EXERCISE DATA:
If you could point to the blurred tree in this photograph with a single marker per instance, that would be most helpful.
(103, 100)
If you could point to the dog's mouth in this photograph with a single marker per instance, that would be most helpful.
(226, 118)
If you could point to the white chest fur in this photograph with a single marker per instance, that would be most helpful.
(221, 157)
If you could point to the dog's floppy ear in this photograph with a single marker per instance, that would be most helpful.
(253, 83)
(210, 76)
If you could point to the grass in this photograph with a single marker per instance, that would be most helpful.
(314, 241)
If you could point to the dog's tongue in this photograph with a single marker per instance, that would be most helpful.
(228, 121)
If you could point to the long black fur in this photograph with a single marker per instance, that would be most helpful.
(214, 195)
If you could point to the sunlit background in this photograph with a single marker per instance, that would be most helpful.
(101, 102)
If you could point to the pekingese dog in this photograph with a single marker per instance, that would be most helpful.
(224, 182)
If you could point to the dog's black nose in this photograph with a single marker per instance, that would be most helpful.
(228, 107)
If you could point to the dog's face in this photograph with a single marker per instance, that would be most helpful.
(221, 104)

EXERCISE DIRECTIONS:
Your answer should be the full listing, copied exactly.

WORKED SOLUTION:
If you could point to the blurred tree in this photograph with a single marker per instance, that would be most helpful.
(103, 100)
If you could point to the dog's mouth in this photograph with a single marker per instance, that would be most helpful.
(226, 118)
If you could point to the white chest fur in this photograph with a single marker per instance, that would be most helpful.
(221, 157)
If you could point to the dog's floppy ear in this photograph with a single marker per instance, that would be most helpful.
(253, 83)
(210, 76)
If you could point to the grass in this photograph with a single marker per instance, that would be most helpful.
(314, 241)
If you could point to the dog's tongue in this photograph with a single marker per instance, that would be most helpful.
(228, 121)
If you could point to the long black fur in this photograph with a single marker per instance, that would be most helpful.
(214, 195)
If you could point to the sunlit background in this photograph with a single marker per instance, that would be most helpful.
(101, 102)
If you could point to the pekingese dog in this photograph with a single marker per instance, that would be most helpful.
(224, 182)
If you could point to the dog's black nose in this photograph with a single marker per instance, that would be most helpful.
(228, 107)
If you could point to the dog's face in this photograph with a single marker per instance, that would be most helpful.
(221, 104)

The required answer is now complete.